— INSTRUÇÃO DA TAREFA 1 —
No texto sobre práticas médicas nas primeiras cidades, quais papiros aparecem como documentos com informações médicas do Egito antigo?
— INSTRUÇÃO DA TAREFA 2 —
Reescreva de forma mais breve o parágrafo do texto sobre práticas médicas nas primeiras cidades que começa com "Os registros apontam", mantendo seus fatos principais.
— INSTRUÇÃO DA TAREFA 3 —
Dê continuidade ao texto sobre práticas médicas nas primeiras cidades a partir da última frase apresentada.

— TRECHO APRESENTADO —
Práticas médicas nas primeiras cidades



João Bosco Botelho

Os registros apontam não terem ocorrido grandes diferenças entre as ações médicas nas sociedades que se desenvolveram nas margens dos rios Tigre, Eufrates e Nilo, no segundo milênio a.C. Nessas civilizações regionais, apesar dos incríveis avanços, não existia nenhum esboço teórico desvinculado das ideias e crenças religiosas para compreender a saúde e as doenças. Cada moléstia era compreendida como unidade única, com indissolúvel componente abstrato, dependente da vontade de um ou mais deuses ou deusas. Como consequência da divinização da saúde e da doença, só outra ação divina ou humana ajudada pelo deus ou deuses protetores poderia desfazer o nó causador de sofrimento.
Os documentos com preciosas informações médicas no Egito antigo são os papiros de Ebers e o de Edwin-Smith, datando aproximadamente de 2.000 a.C. Nesses registros constam os nomes de dezenas de doenças e seus tratamentos, com extraordinário bom senso.

— MATERIAL FORNECIDO —
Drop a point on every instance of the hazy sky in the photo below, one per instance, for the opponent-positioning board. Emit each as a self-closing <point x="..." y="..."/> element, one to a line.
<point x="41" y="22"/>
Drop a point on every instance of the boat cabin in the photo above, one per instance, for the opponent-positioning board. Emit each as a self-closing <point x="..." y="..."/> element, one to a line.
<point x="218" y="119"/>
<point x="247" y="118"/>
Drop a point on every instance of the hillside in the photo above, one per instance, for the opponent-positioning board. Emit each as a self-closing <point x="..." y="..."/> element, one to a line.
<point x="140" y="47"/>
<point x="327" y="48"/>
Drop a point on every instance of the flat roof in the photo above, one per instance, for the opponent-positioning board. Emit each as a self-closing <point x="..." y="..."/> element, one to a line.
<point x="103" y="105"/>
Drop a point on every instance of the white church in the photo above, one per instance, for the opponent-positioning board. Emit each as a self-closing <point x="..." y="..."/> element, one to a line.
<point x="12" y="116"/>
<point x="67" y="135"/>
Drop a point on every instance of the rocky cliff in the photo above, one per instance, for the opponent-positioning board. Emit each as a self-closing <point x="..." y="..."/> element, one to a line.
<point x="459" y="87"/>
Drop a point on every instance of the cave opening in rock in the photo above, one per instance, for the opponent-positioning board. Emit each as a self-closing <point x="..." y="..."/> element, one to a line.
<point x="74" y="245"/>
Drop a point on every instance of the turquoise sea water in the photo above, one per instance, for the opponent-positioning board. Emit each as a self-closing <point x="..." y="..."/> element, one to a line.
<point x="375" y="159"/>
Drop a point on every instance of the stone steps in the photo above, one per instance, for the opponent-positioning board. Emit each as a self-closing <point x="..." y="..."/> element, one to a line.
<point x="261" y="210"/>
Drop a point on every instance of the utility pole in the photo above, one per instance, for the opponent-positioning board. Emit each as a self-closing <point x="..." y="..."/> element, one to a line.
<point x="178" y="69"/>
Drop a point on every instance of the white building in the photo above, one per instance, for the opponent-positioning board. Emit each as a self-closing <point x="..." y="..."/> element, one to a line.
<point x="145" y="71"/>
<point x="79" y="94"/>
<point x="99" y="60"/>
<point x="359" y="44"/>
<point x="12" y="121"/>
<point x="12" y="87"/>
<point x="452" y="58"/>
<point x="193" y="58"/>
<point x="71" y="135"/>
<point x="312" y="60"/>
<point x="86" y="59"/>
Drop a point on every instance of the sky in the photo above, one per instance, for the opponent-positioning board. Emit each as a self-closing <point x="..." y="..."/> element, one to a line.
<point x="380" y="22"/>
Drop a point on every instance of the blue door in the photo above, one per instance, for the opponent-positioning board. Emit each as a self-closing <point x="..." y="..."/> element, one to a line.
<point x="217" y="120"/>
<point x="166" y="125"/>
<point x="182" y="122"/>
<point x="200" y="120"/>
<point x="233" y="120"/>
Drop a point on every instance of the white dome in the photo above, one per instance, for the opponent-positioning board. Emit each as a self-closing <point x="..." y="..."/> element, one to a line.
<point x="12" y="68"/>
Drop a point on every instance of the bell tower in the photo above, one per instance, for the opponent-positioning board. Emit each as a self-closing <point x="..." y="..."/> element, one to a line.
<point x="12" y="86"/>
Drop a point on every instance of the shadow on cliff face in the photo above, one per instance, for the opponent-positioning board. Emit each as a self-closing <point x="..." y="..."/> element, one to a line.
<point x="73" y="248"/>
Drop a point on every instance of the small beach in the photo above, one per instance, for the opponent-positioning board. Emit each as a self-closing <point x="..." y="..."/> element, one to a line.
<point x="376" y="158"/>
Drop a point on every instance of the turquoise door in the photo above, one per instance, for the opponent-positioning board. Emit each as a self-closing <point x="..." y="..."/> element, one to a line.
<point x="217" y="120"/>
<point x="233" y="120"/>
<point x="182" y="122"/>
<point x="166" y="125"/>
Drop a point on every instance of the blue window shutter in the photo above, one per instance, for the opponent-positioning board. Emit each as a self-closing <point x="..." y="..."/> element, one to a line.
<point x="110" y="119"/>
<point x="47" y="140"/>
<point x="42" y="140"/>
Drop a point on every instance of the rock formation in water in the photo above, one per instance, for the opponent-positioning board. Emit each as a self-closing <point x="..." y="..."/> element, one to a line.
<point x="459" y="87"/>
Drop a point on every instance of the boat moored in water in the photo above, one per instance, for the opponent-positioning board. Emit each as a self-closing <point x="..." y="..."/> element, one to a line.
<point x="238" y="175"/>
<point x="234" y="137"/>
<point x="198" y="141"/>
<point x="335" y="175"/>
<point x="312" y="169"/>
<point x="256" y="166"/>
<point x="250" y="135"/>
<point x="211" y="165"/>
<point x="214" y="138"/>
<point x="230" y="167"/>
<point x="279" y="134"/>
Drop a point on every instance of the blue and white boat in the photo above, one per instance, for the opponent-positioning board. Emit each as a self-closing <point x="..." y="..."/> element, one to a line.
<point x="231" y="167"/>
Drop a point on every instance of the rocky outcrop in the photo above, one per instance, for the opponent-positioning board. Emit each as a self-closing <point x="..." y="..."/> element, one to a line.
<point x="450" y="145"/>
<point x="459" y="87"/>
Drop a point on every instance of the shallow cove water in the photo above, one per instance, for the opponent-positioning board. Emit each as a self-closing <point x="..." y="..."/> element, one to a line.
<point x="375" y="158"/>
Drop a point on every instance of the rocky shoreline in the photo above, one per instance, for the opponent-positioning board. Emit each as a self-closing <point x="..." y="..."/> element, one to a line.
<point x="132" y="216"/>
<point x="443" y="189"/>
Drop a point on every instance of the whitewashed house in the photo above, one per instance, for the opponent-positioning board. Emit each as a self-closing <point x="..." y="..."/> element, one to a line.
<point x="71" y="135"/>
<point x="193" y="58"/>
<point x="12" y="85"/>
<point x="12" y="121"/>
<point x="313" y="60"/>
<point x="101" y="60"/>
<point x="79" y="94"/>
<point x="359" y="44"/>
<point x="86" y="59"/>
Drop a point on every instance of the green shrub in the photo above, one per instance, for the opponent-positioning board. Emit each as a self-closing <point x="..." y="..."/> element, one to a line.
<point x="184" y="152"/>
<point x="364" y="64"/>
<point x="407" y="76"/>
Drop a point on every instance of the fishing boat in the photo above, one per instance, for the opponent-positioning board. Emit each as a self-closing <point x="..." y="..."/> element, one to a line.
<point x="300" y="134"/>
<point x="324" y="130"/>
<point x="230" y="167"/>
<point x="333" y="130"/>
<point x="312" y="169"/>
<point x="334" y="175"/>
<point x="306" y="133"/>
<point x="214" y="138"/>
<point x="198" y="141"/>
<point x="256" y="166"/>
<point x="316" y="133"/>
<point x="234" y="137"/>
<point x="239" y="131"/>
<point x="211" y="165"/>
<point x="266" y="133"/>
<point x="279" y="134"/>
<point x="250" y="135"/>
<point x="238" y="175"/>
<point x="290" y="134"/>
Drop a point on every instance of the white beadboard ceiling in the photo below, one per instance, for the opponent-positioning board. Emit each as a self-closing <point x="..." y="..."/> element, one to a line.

— ESPAÇO DA RESPOSTA 1 —
Os papiros de Ebers e o de Edwin-Smith.

— ESPAÇO DA RESPOSTA 2 —
No segundo milênio a.C., as ações médicas eram parecidas nas sociedades às margens do Tigre, do Eufrates e do Nilo. Nelas não havia teoria sobre saúde e doença separada das crenças religiosas. Cada moléstia era vista como uma unidade única, com um componente abstrato, dependente da vontade de deuses ou deusas. Por isso, só outra ação divina, ou humana com a ajuda dos deuses protetores, poderia desfazer a causa do sofrimento.

— ESPAÇO DA RESPOSTA 3 —
Apesar desse fato, é mantida com veemência a absoluta dependência dos médicos aos deuses e deusas protetoras.
De modo geral, o conhecimento historicamente acumulado moldando os saberes empíricos da natureza circundante, sob a guarda dos médicos, estava muito presente nas terapêuticas contidas nesses papiros. Mesmo à luz dos conhecimentos atuais, não há como duvidar da extraordinária eficácia, por exemplo, da recomendação para administrar o chá de sementes da papoula aos recém-nascidos com insônia.
Dessa forma, nessas culturas regionais, também está clara a inter-relação de três Medicinas: divina, empírica e oficial, sempre atadas entre si, sem que seja possível estabelecer os limites onde uma começa e a outra termina:
– Medicina-divina: com indissolúvel aliança com deusas e deuses protetores e taumaturgos;
– Medicina-empírica: utilizando os recursos terapêuticos da natureza circundante;
– Medicina-oficial: representada pelas práticas de curas realizadas por médicos, reconhecidos e remunerados pelo poder dominante.
Apesar da utilidade prática dos monumentais conteúdos dos papiros de Ebers e de Edwin-Smith, a prática da Medicina-oficial egípcia estava longe de constituir um sistema organizado. Não é demais repetir a ausência de estrutura teórica para explicar a saúde e a doença fora do domínio das crenças e idéias religiosas.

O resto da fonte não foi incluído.